> [WHAT IS EXPECTED]
Arrange the data below as a Markdown table with the columns Row and Line, numbering each non-blank line in order. Skip blank lines and leave the pictures out of the table.

> [DATA ROWS]
· · ·

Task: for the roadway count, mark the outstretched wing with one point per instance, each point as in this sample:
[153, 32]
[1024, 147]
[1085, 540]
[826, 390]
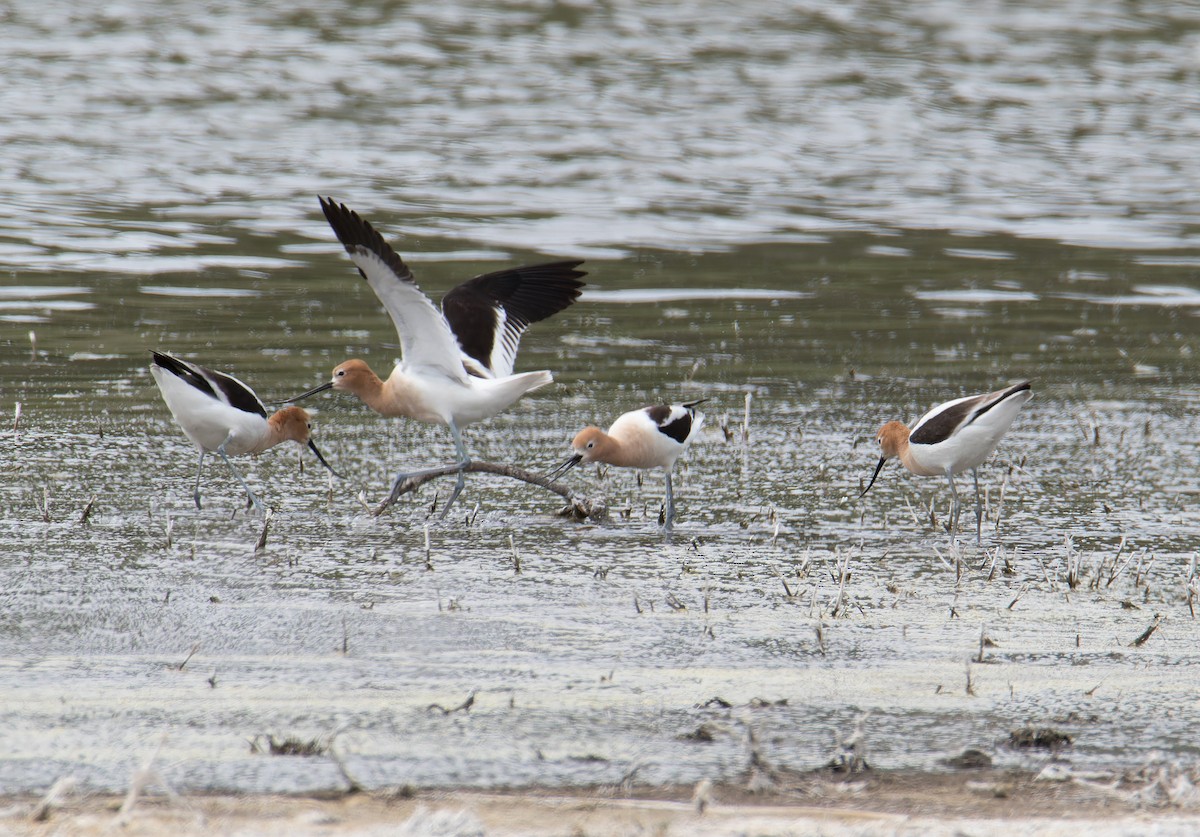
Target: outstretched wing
[489, 313]
[425, 337]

· · ·

> [REPLY TO THE EXERCISE]
| Row | Line |
|---|---|
| 1 | Task: for the roadway count, mark the outstretched wing with one point per instance, each point as in this sample: |
| 2 | [153, 32] |
| 3 | [1024, 147] |
| 4 | [1085, 540] |
| 5 | [826, 390] |
| 6 | Target: outstretched wing |
| 7 | [489, 313] |
| 8 | [425, 337] |